Code Is Garbage

“Kode adalah Sampah”

Stefanus Ayudha
11 min readFeb 9, 2023
image src : google

Jargon tersebut sudah lama ada, akan tetapi nampaknya belum ada, atau sedikit orang yang menanggapinya dengan serius dan mencoba mencari solusinya.

Masalah ini jauh lebih serius dari sekedar jargon saja. Ini adalah masalah senilah Ratusan Juta bahkan Milyaran Rupiah.

“It is real, a real multi billion problem.”

Saya merekomendasikan khususnya untuk setiap Produk Owner / Project Manager dan Tech Lead dan para developer software memahami ini.

Cerita Singkat

Suatu ketika dalam interview saya untuk sebuah project berbasis Flutter, Product Manager menanyakan kepada saya;

“Apakah mas bisa menggunakan flutter?”

Saya menjawab “ya namun saya bukan Expert”. Saya adalah Android Developer, dan saya menggunakan Kotlin / Java / C++ Sebagai basis kode saya. Saya lalu mengatakan;

“Saya bukan seorang Expert dalam flutter, tetapi saya tau cara menulis kode dengan baik. Dan untuk saya pribadi itu adalah hal paling penting. Lebih penting dari stack apa yang akan kita gunakan nantinya.”

Interviewer kemudian menanyakan;

“Yang anda maksud dengan kode yang baik itu seperti apa?”

Seperti Apa Kode yang Baik Itu?

Ada banyak ide mengenai bagaimana kode yang baik itu, dan “Ya” semuanya benar. Tetapi apa benar saja cukup?

Jika anda bertanya kepada expert, mungkin dia akan menjawab : Kode yang baik adalah kode yang SOLID, atau Clean, atau Modular dan sebagainya, dan itu sermua Benar.

== LATIHAN SINGKAT 1 ==
Untuk tiap pernyataan berikut, tentukan apakah sesuai dengan artikel tentang kode yang baik. Jawab ya atau tidak, lalu kutip persis kata-kata artikel yang menentukannya.
(a) Penulis adalah Android Developer yang memakai Kotlin / Java / C++.
(b) Penulis menyebut dirinya Expert dalam flutter.
(c) Interview yang diceritakan adalah untuk project berbasis Kotlin.

== BAHAN TERSEDIA ==

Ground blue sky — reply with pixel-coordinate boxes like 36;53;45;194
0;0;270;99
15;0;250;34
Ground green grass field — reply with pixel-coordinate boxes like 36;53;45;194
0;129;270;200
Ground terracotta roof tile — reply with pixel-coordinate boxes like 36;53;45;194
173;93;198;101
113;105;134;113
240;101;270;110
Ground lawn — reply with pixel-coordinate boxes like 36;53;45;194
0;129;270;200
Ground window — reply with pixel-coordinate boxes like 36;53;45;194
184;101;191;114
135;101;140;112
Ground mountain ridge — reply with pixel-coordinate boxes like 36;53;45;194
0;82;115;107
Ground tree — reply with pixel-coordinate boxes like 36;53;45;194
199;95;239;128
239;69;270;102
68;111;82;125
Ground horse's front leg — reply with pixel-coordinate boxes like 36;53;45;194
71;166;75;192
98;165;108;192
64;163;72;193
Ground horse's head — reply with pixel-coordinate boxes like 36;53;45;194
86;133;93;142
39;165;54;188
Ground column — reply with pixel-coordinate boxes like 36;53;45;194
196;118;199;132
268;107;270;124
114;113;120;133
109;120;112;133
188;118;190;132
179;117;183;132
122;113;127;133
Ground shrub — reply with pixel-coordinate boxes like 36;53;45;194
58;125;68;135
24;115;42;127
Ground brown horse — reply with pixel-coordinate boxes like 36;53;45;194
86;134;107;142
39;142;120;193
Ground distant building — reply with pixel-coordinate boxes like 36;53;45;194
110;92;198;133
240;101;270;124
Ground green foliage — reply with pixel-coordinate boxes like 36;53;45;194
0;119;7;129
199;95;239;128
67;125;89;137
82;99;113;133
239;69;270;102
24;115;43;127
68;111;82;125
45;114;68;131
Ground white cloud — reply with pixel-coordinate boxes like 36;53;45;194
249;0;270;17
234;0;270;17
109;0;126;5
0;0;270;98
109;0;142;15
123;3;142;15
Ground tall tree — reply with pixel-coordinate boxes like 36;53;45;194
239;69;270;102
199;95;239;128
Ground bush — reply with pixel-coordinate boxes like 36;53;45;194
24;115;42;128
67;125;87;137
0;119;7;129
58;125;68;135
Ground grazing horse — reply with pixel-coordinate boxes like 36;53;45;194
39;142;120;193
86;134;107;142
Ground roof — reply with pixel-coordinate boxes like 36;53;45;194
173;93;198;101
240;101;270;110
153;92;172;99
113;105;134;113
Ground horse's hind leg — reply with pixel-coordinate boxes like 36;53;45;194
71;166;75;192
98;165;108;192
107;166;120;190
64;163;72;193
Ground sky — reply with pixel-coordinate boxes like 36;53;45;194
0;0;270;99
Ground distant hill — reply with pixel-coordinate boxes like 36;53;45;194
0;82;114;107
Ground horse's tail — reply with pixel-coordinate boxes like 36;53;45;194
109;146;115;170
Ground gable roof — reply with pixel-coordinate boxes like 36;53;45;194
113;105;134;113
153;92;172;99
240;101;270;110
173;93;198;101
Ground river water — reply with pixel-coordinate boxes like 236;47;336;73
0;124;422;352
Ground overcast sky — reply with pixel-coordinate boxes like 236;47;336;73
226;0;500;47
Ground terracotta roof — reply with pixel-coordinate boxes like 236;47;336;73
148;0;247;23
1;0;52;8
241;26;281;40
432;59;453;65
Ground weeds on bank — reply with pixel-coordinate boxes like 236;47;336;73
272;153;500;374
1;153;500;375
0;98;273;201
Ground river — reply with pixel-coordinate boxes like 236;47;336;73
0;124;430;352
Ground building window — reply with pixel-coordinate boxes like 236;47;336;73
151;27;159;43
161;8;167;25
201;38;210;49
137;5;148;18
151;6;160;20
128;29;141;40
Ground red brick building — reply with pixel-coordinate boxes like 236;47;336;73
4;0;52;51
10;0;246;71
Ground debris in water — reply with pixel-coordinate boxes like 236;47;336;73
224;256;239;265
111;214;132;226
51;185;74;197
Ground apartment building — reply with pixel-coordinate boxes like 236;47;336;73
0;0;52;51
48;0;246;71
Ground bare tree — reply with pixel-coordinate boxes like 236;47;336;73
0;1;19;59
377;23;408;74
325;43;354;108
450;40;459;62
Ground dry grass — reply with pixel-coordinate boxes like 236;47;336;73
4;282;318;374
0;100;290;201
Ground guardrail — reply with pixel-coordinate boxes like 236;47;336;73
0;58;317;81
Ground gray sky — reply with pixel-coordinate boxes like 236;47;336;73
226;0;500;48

== LATIHAN SINGKAT 2 ==
Cetak tanpa perubahan baris-baris catatan, mulai dari baris yang memuat "Ground terracotta roof —" sampai baris yang memuat "0;100;290;201", termasuk kedua baris itu.

== JAWABAN LENGKAP 1 ==
(a) Ya: "Saya adalah Android Developer, dan saya menggunakan Kotlin / Java / C++ Sebagai basis kode saya."
(b) Tidak: "Saya bukan seorang Expert dalam flutter"
(c) Tidak: "untuk sebuah project berbasis Flutter"

== JAWABAN LENGKAP 2 ==
Ground terracotta roof — reply with pixel-coordinate boxes like 236;47;336;73
148;0;247;23
1;0;52;8
241;26;281;40
432;59;453;65
Ground weeds on bank — reply with pixel-coordinate boxes like 236;47;336;73
272;153;500;374
1;153;500;375
0;98;273;201
Ground river — reply with pixel-coordinate boxes like 236;47;336;73
0;124;430;352
Ground building window — reply with pixel-coordinate boxes like 236;47;336;73
151;27;159;43
161;8;167;25
201;38;210;49
137;5;148;18
151;6;160;20
128;29;141;40
Ground red brick building — reply with pixel-coordinate boxes like 236;47;336;73
4;0;52;51
10;0;246;71
Ground debris in water — reply with pixel-coordinate boxes like 236;47;336;73
224;256;239;265
111;214;132;226
51;185;74;197
Ground apartment building — reply with pixel-coordinate boxes like 236;47;336;73
0;0;52;51
48;0;246;71
Ground bare tree — reply with pixel-coordinate boxes like 236;47;336;73
0;1;19;59
377;23;408;74
325;43;354;108
450;40;459;62
Ground dry grass — reply with pixel-coordinate boxes like 236;47;336;73
4;282;318;374
0;100;290;201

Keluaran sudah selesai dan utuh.